--- Start INPUT RECORDS ---

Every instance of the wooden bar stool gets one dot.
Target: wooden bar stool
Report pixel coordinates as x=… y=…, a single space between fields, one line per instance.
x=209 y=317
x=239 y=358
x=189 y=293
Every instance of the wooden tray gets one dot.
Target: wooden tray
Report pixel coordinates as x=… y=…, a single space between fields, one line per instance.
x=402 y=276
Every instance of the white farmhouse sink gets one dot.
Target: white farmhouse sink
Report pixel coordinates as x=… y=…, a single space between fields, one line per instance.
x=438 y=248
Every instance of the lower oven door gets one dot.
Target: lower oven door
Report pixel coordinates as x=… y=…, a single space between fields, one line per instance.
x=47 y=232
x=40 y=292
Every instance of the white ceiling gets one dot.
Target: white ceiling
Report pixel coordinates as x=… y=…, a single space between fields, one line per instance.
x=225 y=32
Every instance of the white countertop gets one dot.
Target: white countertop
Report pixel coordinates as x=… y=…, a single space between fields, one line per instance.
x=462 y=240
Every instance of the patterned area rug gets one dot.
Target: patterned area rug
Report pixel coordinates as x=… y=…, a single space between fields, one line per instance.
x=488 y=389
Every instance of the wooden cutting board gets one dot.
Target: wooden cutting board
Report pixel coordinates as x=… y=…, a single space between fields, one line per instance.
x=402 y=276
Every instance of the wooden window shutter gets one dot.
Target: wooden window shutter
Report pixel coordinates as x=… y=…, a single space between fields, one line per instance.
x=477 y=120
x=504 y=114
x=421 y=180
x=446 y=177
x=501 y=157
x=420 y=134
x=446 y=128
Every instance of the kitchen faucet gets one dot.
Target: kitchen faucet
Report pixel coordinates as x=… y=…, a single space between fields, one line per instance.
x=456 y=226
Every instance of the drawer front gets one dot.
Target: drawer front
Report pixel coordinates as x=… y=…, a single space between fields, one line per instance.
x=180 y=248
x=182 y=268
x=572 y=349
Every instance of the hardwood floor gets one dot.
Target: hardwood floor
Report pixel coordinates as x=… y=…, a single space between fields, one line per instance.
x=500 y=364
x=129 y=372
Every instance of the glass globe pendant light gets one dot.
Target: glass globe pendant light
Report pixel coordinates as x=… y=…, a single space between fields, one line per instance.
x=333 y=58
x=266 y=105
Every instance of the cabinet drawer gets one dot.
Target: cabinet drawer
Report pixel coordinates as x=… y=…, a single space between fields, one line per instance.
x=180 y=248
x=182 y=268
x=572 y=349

--- End INPUT RECORDS ---

**INSTRUCTIONS TO FOLLOW**
Rescale the items starting at the line that contains "Every instance of the patterned" and ending at the line that contains "x=488 y=389". Write out only those lines, requests included, with every pixel coordinate in the answers multiplied by 1.7 and rounded to a whole number, halves rounded up.

**CORRECT RESPONSE**
Every instance of the patterned area rug gets one dot.
Target: patterned area rug
Report pixel coordinates as x=… y=…, a single space between fields, one line per instance.
x=830 y=661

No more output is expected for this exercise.